> PROVIDED PASSAGE:
Next, let's have a look at the H2O REST scorer.

H2O eScorer

H2O has a lightweight but powerful REST server to score MOJOs, called the H2O eScorer. This is a good alternative for serving MOJOs as REST endpoints without committing to larger infrastructure requirements of the H2O MLOps platform and therefore freeing deployment options to on-premises and lightweight deployments.  Recall that third-party software often integrates with MOJOs by way of REST endpoint integration, so this is an effective way to achieve that.

Pattern overview

The H2O REST scorer pattern is shown in the following diagram:

Figure 10.2 – MOJO scoring pattern for H2O REST scorer

Figure 10.2 – MOJO scoring pattern for H2O REST scorer

Here is an elaboration.

Scoring context

The H2O REST scorer makes real-time and batch predictions to a REST endpoint. Predictions optionally include reason codes.

Implementation

The H2O Rest scorer is a single Java ARchive (JAR) file holding an Apache Tomcat server hosting a Spring REST services framework. A properties file configures the application to host multiple REST scoring endpoints. MOJOs are loaded either by REST itself or by other means of transferring the MOJO to the server.

High throughput is achieved by placing multiple H2O REST scorers behind a load balancer.

Scoring example

Here are some examples of REST endpoints for real-time scoring:

http://192.1.1.1:8080/model?name=riskmodel.mojo &row=5000,36months,10.65,162.87,10,RENT,24000,VERIFIED-income,AZ,27.65,0,1,0,13648,83.7,0"

The REST scorer's REST API is quite flexible. For example, it includes multiple ways to structure the payload (for example, an observation input can be sent as comma-separated values (CSV), JavaScript Object Notation (JSON), or other structures with the scorer output returned in the same format, which is convenient when integrating with a BI tool).

Additional notes

Here is a summary of the H2O REST Scorer's set of capabilities:

  • Each H2O Rest scorer can score multiple models (that is, MOJOs), each with its own REST endpoint.
  • Typically, 1,000 scores per second are achieved for each CPU on an H2O REST scorer server.
  • Security, monitoring, and logging settings are configurable in a properties file.
  • Java Monitoring Beans (JMX) can be configured so that your own monitoring tool can collect and analyze runtime statistics. Monitoring includes scoring errors, scoring latency, and data drift.
  • Security features include HTTPS, administrator authentication, authenticated endpoint URIs and limited access from IP prefix.
  • There is extensive logging.
  • There are extensive capabilities via the REST API, including obtaining model metadata, defining prediction output formats, defining logging verbosity, and managing MOJOs on the server.
  • The REST API can generate an example request sent from different BI tools to score a model on the H2O REST scorer—for example, sample Python code to call a model for Power BI.

Next, we will have a look at the H2O batch database scorer.

H2O batch database scorer

The H2O batch database scorer is a client application that can perform batch predictions against tables using a Java Database Connectivity (JDBC) connection.

> GIVEN MATERIAL:
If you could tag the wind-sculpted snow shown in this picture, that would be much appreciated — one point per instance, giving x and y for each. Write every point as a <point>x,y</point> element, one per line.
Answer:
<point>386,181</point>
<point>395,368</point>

> WHAT TO WORK ON: Reproduce the stretch of the H2O eScorer text from "Here is a summary" through "own REST endpoint.", substituting "overview" for "summary".

> REPLY:
Here is a overview of the H2O REST Scorer's set of capabilities:

  • Each H2O Rest scorer can score multiple models (that is, MOJOs), each with its own REST endpoint.